MATERIAL SUPPLIED →
*** Block opens ***
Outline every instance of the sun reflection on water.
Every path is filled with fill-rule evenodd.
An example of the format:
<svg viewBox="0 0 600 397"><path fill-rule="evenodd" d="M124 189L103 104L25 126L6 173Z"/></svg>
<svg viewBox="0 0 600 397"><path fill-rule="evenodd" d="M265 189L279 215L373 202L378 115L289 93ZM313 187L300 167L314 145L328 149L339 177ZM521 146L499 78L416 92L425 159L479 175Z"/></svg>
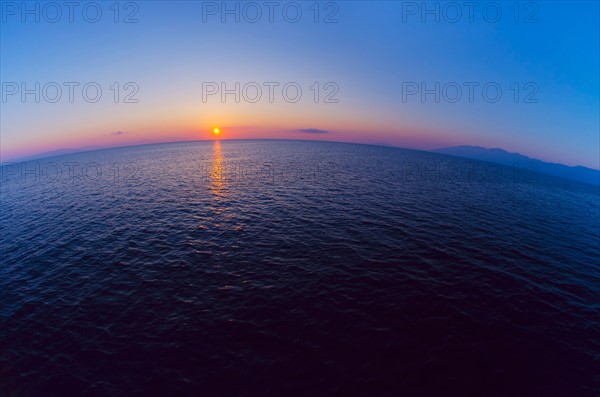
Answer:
*** Block closes ***
WORK ORDER →
Reprint all the data above verbatim, excluding pictures.

RESULT →
Outline every instance of the sun reflection on water.
Every path is filled with fill-rule evenodd.
An example of the format:
<svg viewBox="0 0 600 397"><path fill-rule="evenodd" d="M124 189L103 104L25 126L6 173Z"/></svg>
<svg viewBox="0 0 600 397"><path fill-rule="evenodd" d="M265 189L279 215L373 202L378 115L289 93ZM313 187L300 167L314 145L328 149L339 177ZM521 146L499 78L416 92L425 159L479 175Z"/></svg>
Answer:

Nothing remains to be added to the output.